Task to complete =
Copy out all the rows below, putting "road surveillance" in place of every "traffic monitoring" and leaving everything else untouched.

------------------------------------------------------------

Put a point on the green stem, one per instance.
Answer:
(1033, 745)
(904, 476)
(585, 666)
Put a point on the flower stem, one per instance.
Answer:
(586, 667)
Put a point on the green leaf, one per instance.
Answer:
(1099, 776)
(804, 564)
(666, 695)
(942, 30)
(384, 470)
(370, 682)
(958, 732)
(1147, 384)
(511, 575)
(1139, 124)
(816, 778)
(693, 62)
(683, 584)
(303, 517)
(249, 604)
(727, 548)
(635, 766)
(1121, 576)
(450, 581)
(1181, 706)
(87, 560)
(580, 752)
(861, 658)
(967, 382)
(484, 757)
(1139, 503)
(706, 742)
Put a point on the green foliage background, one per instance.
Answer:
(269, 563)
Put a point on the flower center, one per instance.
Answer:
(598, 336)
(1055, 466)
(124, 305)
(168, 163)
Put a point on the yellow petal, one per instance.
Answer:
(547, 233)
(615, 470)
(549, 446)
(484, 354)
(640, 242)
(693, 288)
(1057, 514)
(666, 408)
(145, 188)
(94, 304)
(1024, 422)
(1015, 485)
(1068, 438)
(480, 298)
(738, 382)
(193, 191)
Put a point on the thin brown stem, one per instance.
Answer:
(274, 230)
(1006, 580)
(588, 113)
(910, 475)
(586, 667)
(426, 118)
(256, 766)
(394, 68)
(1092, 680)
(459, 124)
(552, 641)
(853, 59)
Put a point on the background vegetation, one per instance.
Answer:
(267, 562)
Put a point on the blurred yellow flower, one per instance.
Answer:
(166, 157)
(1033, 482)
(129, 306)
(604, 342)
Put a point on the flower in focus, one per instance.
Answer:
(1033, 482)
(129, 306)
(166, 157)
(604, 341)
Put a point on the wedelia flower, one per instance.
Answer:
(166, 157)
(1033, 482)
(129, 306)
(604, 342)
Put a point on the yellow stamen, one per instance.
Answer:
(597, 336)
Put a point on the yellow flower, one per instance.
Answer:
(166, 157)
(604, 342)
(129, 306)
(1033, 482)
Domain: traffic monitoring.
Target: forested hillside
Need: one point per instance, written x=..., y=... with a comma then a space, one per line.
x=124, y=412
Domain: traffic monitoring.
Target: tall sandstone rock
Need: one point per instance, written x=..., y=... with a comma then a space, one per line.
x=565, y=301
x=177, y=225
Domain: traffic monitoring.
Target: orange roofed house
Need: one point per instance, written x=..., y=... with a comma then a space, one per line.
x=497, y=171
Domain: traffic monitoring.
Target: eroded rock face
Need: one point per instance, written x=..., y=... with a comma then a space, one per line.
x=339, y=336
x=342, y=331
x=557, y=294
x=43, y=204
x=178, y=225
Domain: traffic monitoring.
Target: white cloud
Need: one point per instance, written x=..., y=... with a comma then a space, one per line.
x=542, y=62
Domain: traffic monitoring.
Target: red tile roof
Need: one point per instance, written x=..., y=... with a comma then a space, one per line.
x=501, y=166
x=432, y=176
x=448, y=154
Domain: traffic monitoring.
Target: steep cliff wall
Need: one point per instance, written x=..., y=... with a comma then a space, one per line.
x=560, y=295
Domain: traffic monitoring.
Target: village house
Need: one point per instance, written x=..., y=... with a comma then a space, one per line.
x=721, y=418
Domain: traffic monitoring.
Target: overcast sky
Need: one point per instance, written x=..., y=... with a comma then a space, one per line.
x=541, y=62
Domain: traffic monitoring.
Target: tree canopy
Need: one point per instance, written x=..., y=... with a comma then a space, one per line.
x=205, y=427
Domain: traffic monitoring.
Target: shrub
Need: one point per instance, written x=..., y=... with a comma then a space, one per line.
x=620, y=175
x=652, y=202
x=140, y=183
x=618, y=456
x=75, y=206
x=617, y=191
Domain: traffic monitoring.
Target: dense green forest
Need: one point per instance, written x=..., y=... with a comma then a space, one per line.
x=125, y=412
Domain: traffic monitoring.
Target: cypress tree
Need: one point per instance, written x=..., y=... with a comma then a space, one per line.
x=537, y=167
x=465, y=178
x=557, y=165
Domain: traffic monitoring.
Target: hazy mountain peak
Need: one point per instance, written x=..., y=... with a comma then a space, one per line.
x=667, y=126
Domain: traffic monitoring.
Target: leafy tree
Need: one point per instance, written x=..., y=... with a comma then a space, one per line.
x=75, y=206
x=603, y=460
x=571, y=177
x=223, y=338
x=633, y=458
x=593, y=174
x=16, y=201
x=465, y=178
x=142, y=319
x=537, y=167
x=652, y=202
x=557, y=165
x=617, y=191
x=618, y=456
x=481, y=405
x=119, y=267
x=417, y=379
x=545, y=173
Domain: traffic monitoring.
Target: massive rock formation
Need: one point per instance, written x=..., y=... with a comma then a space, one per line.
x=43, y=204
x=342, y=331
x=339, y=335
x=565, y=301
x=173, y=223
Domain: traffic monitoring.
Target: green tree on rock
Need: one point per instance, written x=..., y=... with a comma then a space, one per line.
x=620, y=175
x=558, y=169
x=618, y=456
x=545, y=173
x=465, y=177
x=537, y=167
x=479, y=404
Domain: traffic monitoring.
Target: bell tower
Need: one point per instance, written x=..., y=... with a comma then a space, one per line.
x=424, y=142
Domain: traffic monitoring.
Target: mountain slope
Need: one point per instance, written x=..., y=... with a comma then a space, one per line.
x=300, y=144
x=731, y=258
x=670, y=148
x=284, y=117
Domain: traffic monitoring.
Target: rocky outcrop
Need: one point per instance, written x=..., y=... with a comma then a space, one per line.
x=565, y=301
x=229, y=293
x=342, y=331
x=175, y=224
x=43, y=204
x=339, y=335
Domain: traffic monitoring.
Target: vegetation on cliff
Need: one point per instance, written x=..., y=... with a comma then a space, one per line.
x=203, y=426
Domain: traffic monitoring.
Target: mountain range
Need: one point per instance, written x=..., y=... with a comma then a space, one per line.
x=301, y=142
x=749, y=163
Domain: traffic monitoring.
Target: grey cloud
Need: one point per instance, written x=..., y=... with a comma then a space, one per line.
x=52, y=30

------------------------------------------------------------

Output =
Put a point on the green stem, one per instance.
Answer:
(1033, 745)
(904, 476)
(585, 666)
Put a point on the flower stem, one per instance.
Answer:
(586, 667)
Put a point on the green leaf, one per instance.
Answer:
(1099, 776)
(804, 564)
(666, 695)
(942, 30)
(384, 470)
(370, 682)
(958, 732)
(1147, 384)
(511, 575)
(1139, 124)
(816, 778)
(693, 62)
(683, 584)
(303, 517)
(249, 604)
(727, 548)
(635, 766)
(1121, 576)
(450, 581)
(1181, 706)
(87, 560)
(580, 752)
(861, 658)
(967, 382)
(484, 757)
(1139, 503)
(706, 742)
Put a point on the green foliage background, one per instance.
Answer:
(269, 563)
Put a point on the flower center, one per instance.
Answer:
(598, 336)
(1055, 466)
(124, 305)
(168, 163)
Put a point on the yellow petal, one per instance.
Answer:
(547, 233)
(615, 470)
(549, 446)
(484, 354)
(640, 242)
(693, 288)
(1057, 514)
(666, 408)
(145, 188)
(94, 304)
(1024, 422)
(1015, 485)
(1068, 438)
(480, 298)
(738, 382)
(193, 191)
Put a point on the thin brown stem, one per instance.
Answer:
(274, 230)
(1006, 580)
(588, 113)
(910, 475)
(586, 667)
(426, 118)
(256, 766)
(394, 68)
(1092, 680)
(459, 124)
(552, 641)
(853, 59)
Put a point on the background vegetation, one per instance.
Answer:
(267, 562)
Put a point on the blurred yellow flower, one per instance.
Answer:
(166, 157)
(1033, 482)
(129, 306)
(604, 342)
Put a point on the flower in focus, one per instance.
Answer:
(1033, 482)
(129, 306)
(166, 157)
(604, 341)
Put a point on the wedelia flower, one per instance.
Answer:
(166, 157)
(1033, 482)
(129, 306)
(604, 342)
Put a point on the yellow stamen, one per instance.
Answer:
(597, 336)
Put a point on the yellow flower, one per instance.
Answer:
(166, 157)
(604, 342)
(129, 306)
(1033, 482)
Domain: road surveillance.
Target: forested hillside
Need: one point per instance, written x=..., y=... with a comma then a space, one per line.
x=124, y=412
Domain: road surveillance.
Target: tall sandstone rock
Need: one point per instance, written x=..., y=... with a comma then a space, one per line.
x=565, y=301
x=177, y=225
Domain: road surveillance.
Target: orange roofed house
Need: one point per instance, written x=..., y=... with a comma then a space, one per line.
x=497, y=171
Domain: road surveillance.
Target: eroded rock face
Need: one point per instance, written x=..., y=... with a comma then a space, one per line.
x=339, y=336
x=342, y=331
x=557, y=294
x=43, y=204
x=178, y=225
Domain: road surveillance.
Target: white cloud
Need: one point per instance, written x=..., y=... with a comma then a space, one per line.
x=542, y=62
Domain: road surveillance.
Target: red tile roof
Need: one point per instance, written x=..., y=... with a comma then a space, one per line.
x=501, y=166
x=432, y=176
x=448, y=154
Domain: road surveillance.
Target: steep cliff wall
Need: one point per instance, written x=..., y=... with a comma then a space, one per line.
x=560, y=295
Domain: road surveillance.
Target: village house
Need: one point per instance, written x=..., y=... with a comma then a space, one per line.
x=721, y=418
Domain: road surveillance.
Target: overcast sky
Need: one point per instance, written x=..., y=... with a comma then a space, one per line.
x=541, y=62
Domain: road surveillance.
Target: tree canopy
Need: one point per instance, written x=..., y=... with a comma then a space, one per line.
x=205, y=427
Domain: road surveillance.
Target: shrub
Need: one point per instance, written x=..., y=... with a comma then a space, one per line.
x=620, y=175
x=652, y=202
x=140, y=183
x=618, y=456
x=75, y=206
x=617, y=191
Domain: road surveillance.
Target: dense green forest
Need: one point per instance, written x=..., y=... with a comma then a space, one per line.
x=125, y=412
Domain: road surveillance.
Target: cypress tree
Need: one point per instance, written x=..., y=... with a comma then a space, one per line.
x=537, y=167
x=465, y=178
x=557, y=165
Domain: road surveillance.
Target: hazy mountain peak
Need: one point per instance, written x=..., y=... with a comma then a space, one per line.
x=667, y=126
Domain: road surveillance.
Target: leafy tree
Need: one point per instance, written x=..., y=... with a comma then a space, one per line.
x=75, y=206
x=603, y=460
x=571, y=177
x=223, y=338
x=633, y=458
x=593, y=174
x=16, y=201
x=465, y=178
x=142, y=319
x=537, y=167
x=652, y=202
x=557, y=165
x=617, y=191
x=618, y=456
x=481, y=405
x=119, y=267
x=417, y=379
x=545, y=173
Domain: road surveillance.
Target: massive rock formation
Need: one point per instance, written x=..., y=... with a comma then a space, one per line.
x=43, y=204
x=342, y=331
x=339, y=335
x=565, y=301
x=173, y=223
Domain: road surveillance.
Target: green tree on rock
Need: one point per instance, written x=..., y=... with a comma then a space, one per line.
x=620, y=175
x=558, y=169
x=618, y=456
x=545, y=173
x=465, y=177
x=537, y=167
x=479, y=404
Domain: road surveillance.
Target: bell tower
Need: one point per instance, written x=..., y=... with a comma then a space, one per line.
x=424, y=142
Domain: road surveillance.
Target: mountain slope
Need: one point per instance, written x=..., y=... with a comma then a space, one per line.
x=300, y=144
x=731, y=258
x=670, y=148
x=284, y=117
Domain: road surveillance.
Target: rocky outcrop
Need: one point per instance, written x=..., y=... with a comma then a space, one per line.
x=565, y=301
x=229, y=293
x=342, y=331
x=175, y=224
x=43, y=204
x=339, y=335
Domain: road surveillance.
Target: vegetation on cliff
Need: one point per instance, written x=..., y=... with a comma then a space, one per line.
x=203, y=426
Domain: road surveillance.
Target: mountain range
Need: one point per instance, written x=..., y=... with a comma then a space, one per line.
x=301, y=142
x=749, y=163
Domain: road surveillance.
Target: grey cloud
Need: one point per instance, written x=..., y=... with a comma then a space, one per line.
x=52, y=30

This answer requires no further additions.